DATA TO USE

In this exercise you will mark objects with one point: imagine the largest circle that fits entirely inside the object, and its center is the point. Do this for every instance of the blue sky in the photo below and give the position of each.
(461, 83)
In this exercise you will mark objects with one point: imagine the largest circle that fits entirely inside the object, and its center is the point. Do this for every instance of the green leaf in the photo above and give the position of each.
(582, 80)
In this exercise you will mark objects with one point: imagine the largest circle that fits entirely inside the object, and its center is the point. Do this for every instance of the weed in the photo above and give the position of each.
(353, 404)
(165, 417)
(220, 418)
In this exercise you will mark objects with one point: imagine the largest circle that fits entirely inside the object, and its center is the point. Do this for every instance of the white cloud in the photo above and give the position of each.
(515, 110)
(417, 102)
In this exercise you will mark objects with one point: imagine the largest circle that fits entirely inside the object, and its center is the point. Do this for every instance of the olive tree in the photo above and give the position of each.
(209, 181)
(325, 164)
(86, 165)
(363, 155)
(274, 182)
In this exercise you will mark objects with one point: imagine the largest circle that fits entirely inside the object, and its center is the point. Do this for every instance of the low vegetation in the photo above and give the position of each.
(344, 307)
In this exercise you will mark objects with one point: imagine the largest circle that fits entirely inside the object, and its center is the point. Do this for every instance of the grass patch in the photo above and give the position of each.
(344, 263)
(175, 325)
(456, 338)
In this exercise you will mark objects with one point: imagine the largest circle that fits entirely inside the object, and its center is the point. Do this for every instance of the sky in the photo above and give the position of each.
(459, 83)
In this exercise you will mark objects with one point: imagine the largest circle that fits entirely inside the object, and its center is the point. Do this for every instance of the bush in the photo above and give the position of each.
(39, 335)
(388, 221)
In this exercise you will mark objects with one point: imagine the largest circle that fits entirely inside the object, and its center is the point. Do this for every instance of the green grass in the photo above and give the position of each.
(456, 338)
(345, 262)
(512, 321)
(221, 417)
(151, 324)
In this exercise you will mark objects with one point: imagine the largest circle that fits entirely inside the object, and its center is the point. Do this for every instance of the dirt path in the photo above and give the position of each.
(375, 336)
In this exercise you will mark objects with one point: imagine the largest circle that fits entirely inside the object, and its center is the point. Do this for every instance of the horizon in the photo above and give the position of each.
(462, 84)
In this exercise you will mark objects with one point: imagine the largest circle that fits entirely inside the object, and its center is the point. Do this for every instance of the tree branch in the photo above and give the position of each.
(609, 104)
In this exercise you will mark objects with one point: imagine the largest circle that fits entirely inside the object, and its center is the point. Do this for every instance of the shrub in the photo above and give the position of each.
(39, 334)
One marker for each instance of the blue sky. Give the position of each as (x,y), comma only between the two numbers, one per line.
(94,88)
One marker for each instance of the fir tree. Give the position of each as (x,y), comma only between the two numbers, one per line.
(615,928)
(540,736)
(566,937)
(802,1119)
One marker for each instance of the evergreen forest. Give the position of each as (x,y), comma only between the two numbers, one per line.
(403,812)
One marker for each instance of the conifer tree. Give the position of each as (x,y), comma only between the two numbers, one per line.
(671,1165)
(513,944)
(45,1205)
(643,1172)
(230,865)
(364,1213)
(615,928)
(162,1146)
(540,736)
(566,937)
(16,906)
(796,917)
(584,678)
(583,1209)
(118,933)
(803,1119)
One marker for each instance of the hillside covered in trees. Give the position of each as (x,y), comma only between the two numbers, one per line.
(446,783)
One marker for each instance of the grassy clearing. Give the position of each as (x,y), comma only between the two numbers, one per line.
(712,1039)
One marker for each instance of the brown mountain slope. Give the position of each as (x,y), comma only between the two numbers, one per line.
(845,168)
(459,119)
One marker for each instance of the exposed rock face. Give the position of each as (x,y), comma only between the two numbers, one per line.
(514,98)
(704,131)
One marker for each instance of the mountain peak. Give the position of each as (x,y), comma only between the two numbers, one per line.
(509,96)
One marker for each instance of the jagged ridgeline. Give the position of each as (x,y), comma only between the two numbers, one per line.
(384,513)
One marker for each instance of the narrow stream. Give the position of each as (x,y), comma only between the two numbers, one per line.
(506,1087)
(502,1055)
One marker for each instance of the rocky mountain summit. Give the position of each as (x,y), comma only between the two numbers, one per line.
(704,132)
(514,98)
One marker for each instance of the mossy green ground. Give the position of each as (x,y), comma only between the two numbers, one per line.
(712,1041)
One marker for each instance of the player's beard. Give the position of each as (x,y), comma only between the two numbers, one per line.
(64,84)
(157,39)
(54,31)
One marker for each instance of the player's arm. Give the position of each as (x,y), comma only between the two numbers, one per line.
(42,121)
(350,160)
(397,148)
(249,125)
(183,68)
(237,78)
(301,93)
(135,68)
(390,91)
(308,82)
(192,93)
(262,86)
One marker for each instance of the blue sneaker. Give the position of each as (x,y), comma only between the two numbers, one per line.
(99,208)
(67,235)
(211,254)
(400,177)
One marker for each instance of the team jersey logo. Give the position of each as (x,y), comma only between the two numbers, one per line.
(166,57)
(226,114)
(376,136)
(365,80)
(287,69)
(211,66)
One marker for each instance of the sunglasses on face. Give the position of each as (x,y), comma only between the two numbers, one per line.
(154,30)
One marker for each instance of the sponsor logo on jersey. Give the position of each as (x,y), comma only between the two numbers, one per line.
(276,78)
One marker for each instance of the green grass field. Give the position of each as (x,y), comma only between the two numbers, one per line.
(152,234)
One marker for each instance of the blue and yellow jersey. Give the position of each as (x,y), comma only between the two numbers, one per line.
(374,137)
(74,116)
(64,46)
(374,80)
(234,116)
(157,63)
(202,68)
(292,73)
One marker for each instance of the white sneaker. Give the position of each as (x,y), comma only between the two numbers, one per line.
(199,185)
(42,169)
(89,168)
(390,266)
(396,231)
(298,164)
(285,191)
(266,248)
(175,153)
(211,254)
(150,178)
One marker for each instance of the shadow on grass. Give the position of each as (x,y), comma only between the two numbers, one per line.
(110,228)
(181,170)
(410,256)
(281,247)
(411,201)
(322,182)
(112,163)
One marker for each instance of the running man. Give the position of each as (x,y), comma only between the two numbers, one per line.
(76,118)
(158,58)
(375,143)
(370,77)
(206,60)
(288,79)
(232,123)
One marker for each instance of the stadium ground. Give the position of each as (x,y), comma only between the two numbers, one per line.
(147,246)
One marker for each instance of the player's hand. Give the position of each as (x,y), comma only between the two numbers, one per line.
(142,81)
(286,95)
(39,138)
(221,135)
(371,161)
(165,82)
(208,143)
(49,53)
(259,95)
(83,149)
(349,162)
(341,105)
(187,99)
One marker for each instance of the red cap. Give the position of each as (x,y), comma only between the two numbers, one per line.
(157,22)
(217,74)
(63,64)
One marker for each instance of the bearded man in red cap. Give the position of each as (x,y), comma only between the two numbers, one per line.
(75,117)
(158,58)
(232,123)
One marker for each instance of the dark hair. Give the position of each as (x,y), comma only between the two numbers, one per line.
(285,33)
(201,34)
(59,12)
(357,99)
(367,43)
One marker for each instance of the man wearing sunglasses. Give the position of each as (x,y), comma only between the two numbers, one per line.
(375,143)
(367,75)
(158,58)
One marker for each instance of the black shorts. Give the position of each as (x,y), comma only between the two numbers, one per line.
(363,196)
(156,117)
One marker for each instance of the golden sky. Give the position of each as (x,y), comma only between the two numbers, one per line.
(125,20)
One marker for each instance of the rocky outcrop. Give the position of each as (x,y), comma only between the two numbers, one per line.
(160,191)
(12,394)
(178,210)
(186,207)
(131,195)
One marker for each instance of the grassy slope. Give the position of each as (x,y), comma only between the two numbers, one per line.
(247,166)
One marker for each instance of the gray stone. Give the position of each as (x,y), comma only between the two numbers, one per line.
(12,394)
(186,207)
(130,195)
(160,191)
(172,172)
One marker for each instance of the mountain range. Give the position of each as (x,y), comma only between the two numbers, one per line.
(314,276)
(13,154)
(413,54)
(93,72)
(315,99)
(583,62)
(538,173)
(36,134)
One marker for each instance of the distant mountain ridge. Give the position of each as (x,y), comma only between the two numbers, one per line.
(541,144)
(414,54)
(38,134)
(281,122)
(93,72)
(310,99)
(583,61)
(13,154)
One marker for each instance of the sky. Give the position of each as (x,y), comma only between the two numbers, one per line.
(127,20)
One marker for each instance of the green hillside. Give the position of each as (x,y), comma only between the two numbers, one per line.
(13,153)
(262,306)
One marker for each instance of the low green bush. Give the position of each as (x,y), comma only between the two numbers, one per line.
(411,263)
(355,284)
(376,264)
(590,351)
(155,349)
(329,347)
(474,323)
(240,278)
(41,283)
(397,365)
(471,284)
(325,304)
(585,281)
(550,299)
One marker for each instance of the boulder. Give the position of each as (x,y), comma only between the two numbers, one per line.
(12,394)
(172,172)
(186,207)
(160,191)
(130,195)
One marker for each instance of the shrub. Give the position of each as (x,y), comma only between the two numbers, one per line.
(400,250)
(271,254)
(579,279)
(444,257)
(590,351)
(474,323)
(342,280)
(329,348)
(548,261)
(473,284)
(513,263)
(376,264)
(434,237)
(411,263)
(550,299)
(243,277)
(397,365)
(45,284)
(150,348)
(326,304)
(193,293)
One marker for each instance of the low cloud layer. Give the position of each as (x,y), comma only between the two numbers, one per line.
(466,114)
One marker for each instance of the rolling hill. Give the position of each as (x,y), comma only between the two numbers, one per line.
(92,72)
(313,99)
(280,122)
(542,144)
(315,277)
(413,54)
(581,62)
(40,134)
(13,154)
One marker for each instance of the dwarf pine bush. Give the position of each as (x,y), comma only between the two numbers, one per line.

PROBLEM REQUIREMENTS
Repeat the line that contains "One marker for each instance of the gray", then every line after it until the records end, with nothing added.

FULL SOLUTION
One marker for each instance of the gray stone. Give the position of each as (x,y), comma only between the two numbers, one per line.
(12,394)
(186,207)
(130,195)
(160,191)
(172,172)
One marker for each instance of the mountain range. Give the position of each as (x,y), comma only between the two numbers, one per line.
(314,276)
(13,154)
(413,54)
(93,72)
(315,99)
(583,62)
(538,173)
(36,134)
One marker for each instance of the distant mountain ridge. Give the position of each as (x,y), comma only between the two numbers, one per line.
(541,144)
(414,54)
(38,134)
(281,122)
(93,72)
(310,99)
(583,61)
(13,154)
One marker for each instance of the sky. Give the position of each as (x,y), comma only between the two numbers, one per line.
(127,20)
One marker for each instance of the green hillside. Give the position of each as (x,y), comma only between the two numbers, one per line.
(13,153)
(262,306)
One marker for each instance of the low green bush. Give the position of each as (x,y), comma only between the two numbers, one per line.
(411,263)
(355,284)
(376,264)
(590,351)
(155,349)
(329,347)
(474,323)
(240,278)
(41,283)
(397,365)
(471,284)
(325,304)
(585,281)
(550,299)
One marker for each instance of the boulder. Give the position of each as (x,y), comma only between the two numbers, one per line.
(12,394)
(172,172)
(186,207)
(160,191)
(130,195)
One marker for each instance of the shrub. Give the position of each as (x,y), comma only between the two numbers, one per line.
(400,250)
(271,254)
(579,279)
(444,257)
(590,351)
(474,323)
(342,280)
(329,348)
(548,261)
(473,284)
(513,263)
(376,264)
(434,237)
(411,263)
(550,299)
(243,277)
(397,365)
(45,284)
(150,348)
(326,304)
(193,293)
One marker for each instance of the low cloud layer. Give the position of each as (x,y), comma only between the two numbers, one per line.
(466,114)
One marker for each instance of the rolling hill. Give the position of each as (x,y), comma only between the two numbers, one per line.
(92,72)
(313,99)
(280,122)
(542,144)
(315,277)
(413,54)
(581,62)
(40,134)
(13,154)
One marker for each instance of the dwarf pine bush. Give the position of each as (x,y), comma only between the two numbers, one per line.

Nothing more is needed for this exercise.